**RECORDS PROVIDED:**
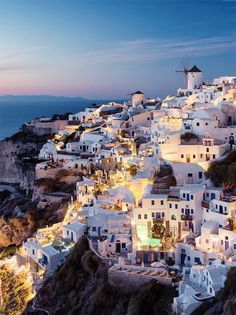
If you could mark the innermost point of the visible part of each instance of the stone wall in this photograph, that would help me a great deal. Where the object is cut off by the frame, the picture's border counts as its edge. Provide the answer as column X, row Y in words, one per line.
column 129, row 282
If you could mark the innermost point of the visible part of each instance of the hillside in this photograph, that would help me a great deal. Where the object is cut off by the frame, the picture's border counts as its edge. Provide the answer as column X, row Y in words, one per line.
column 81, row 286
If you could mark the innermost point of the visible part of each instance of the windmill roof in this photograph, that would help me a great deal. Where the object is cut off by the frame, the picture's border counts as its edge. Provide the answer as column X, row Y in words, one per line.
column 194, row 69
column 137, row 92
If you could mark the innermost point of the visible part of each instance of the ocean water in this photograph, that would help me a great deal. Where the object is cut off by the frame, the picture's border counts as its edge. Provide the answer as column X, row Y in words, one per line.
column 13, row 113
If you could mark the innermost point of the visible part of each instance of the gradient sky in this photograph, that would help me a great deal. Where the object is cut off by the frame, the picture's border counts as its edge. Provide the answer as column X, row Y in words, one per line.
column 107, row 49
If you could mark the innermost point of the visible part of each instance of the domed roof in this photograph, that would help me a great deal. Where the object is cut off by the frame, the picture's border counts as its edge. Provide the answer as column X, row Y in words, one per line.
column 194, row 69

**YOUR OBJECTIVE:** Copy out all of the lines above word for word, leaving out the picture.

**EXPECTED OUTPUT:**
If you could mark the innermost point of the visible part of each instance of the stone wall in this photograph, that would help me a great deal. Where the object is cut off by the frame, the picture's border counts as its edge. Provide the answer as column X, row Y in words, one per line.
column 129, row 282
If you could mark the innermost point of the visible part of each instance of the hillside in this photograph, that would help me a great deal. Where the object is cut off by the frame, the picture's border counts as its edge. Provide the answer as column X, row Y in words, one per line.
column 81, row 286
If you could mark the innermost point of the visible part of each instance of the windmill roof in this photograph, that would help me a great deal. Where the object is cut off by the frame, the picture's border counts as its edge. Provide the answer as column X, row Y in words, one per line.
column 194, row 69
column 137, row 92
If you could mark the innermost point of the visible part of each instance of the ocean water in this photograph, that would help me a great deal. Where the object is cut off by the frame, the picture's border counts as its edge. Provide the answer as column X, row Y in words, one per line.
column 13, row 113
If you could mark the innermost point of the visible part of each instance of the gradient sky in this photograph, that would help me a great deal. Where the object is cut off by the frame, the picture's border counts as its edge. Provide the answer as column X, row Y in words, one per line.
column 107, row 49
If you could mark the innermost point of the visible part of each instance of the domed roof in this photograph, that would help me a great deal. Where the object is cut off by the frame, the picture's border counts as its edge. Provide the answer as column X, row Y in words, one per line.
column 194, row 69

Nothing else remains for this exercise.